(Dataset rows showing where objects appear)
• • •

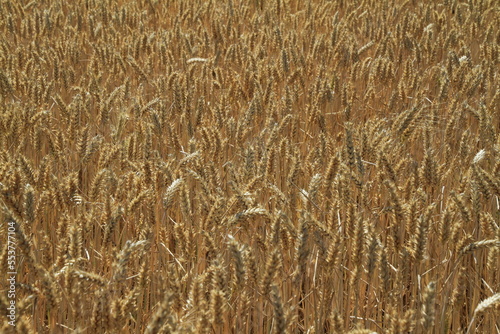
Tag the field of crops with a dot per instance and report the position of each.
(284, 166)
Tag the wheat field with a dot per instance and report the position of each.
(257, 166)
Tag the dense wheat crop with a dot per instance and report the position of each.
(259, 166)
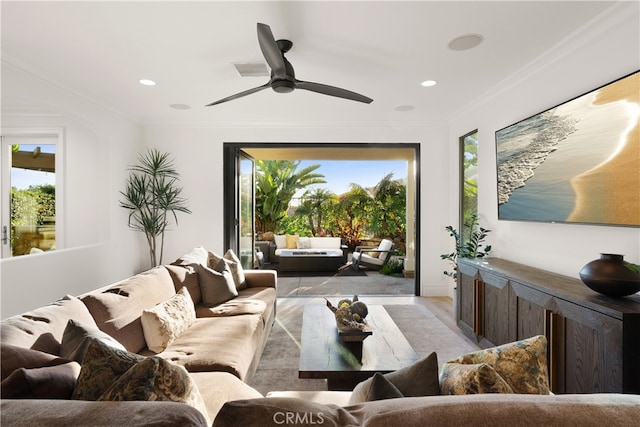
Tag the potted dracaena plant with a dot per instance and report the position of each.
(470, 247)
(152, 197)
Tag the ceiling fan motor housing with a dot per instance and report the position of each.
(282, 86)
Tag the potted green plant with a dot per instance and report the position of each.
(471, 247)
(152, 196)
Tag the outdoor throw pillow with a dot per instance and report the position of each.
(216, 284)
(166, 321)
(102, 365)
(522, 364)
(456, 378)
(418, 379)
(76, 339)
(156, 379)
(292, 241)
(304, 243)
(50, 382)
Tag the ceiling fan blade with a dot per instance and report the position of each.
(271, 51)
(240, 95)
(332, 91)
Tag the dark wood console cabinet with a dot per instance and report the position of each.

• • •

Return the rows without changes, starting at the line that contains "Tag the potted green" and continuing through the last row.

Problem solution =
Tag the potted green plant with a dot per instance and report the position of each.
(471, 247)
(152, 196)
Tag the outdoor throw pillow with a dot per instance and report the position of each.
(216, 284)
(166, 321)
(102, 365)
(522, 364)
(456, 378)
(418, 379)
(76, 339)
(156, 379)
(292, 241)
(304, 243)
(50, 382)
Tag the ceiling fan blade with a dot per instance and report the position of each.
(271, 51)
(240, 95)
(332, 91)
Tag the dark wood console cabinet with a dot per instance and report the position of each.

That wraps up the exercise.